Begin Entries provided

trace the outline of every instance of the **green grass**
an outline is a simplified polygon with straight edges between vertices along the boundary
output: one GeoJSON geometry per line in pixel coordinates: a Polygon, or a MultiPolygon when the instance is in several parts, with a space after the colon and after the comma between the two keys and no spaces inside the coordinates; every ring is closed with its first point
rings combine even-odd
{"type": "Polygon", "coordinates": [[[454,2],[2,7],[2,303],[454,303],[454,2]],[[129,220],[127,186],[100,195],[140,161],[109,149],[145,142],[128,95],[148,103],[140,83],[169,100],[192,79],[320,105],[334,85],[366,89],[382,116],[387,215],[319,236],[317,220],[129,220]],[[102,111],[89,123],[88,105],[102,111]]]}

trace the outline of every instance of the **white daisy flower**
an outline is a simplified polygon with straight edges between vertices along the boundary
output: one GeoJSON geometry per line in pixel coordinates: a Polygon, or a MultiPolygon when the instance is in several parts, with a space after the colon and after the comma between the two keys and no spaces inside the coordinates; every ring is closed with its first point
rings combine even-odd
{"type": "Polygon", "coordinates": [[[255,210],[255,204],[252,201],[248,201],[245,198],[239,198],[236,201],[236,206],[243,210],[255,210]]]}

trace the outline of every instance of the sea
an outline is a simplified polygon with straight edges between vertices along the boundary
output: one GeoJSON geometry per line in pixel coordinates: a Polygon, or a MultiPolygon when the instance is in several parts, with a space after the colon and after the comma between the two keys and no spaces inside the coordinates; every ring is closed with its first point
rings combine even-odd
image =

End Entries provided

Reproduce the listing character for character, from the line with "trace the outline of every instance of the sea" up to and including the last line of the listing.

● Result below
trace the outline of every instance of the sea
an outline is a simplified polygon with straight edges between vertices along the boundary
output: one GeoJSON geometry per line in pixel coordinates: a Polygon, or a MultiPolygon when the instance is in several parts, with a space after the colon and after the comma between the two keys and no spaces inside the coordinates; every ring is closed with its first point
rings combine even-odd
image =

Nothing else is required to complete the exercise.